Begin at the line that contains "Reviewer note: check that every instance of the dried banana", including that line itself, and go through the last line of the records below. Put each of those lines into a JSON list of strings, one string per line, and leave out any blank lines.

○ ○ ○ ○ ○ ○ ○

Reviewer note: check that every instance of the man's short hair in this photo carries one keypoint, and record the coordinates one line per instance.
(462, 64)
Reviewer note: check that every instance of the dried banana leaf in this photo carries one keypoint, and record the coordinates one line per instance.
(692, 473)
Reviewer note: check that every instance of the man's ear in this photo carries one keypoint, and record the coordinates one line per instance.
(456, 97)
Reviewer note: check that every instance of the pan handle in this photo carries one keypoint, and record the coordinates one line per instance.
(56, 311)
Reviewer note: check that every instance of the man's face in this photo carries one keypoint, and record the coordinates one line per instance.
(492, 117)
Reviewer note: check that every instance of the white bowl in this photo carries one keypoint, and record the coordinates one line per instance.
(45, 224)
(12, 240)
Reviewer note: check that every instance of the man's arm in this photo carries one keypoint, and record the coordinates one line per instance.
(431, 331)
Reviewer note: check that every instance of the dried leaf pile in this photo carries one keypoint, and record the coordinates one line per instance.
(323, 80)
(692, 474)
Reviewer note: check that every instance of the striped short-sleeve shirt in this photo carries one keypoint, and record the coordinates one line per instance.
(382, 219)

○ ○ ○ ○ ○ ○ ○

# Reply to the exercise:
[
  "Reviewer note: check that every instance of the dried banana leaf in this photo carries one keypoint, and record the coordinates one line per instance.",
  "(692, 473)",
  "Reviewer note: check that every instance of the man's ear in this photo carries one keypoint, and record the coordinates one line per instance.",
  "(456, 97)",
  "Reviewer note: check that every instance of the pan handle in this photo carries one keypoint, and record the coordinates one line per instance.",
  "(56, 311)",
  "Reviewer note: check that every instance of the man's face in this photo carries one keypoint, and record the coordinates one line per instance.",
  "(492, 117)",
  "Reviewer note: check that every instance of the white bowl in this photo carries one keypoint, and record the coordinates one line per instance.",
  "(45, 224)",
  "(12, 240)",
  "Reviewer note: check that every instance of the man's arm in this photo carries one keypoint, and record the coordinates one line per instance.",
  "(431, 331)",
  "Reviewer note: check that every instance of the dried leaf pile in this photo carries one keypoint, and record the coordinates one line per instance.",
  "(323, 80)",
  "(692, 474)",
  "Reviewer note: check that every instance of the striped short-sleeve shirt in this photo carries one keypoint, and record the coordinates one line per instance.",
  "(382, 219)"
]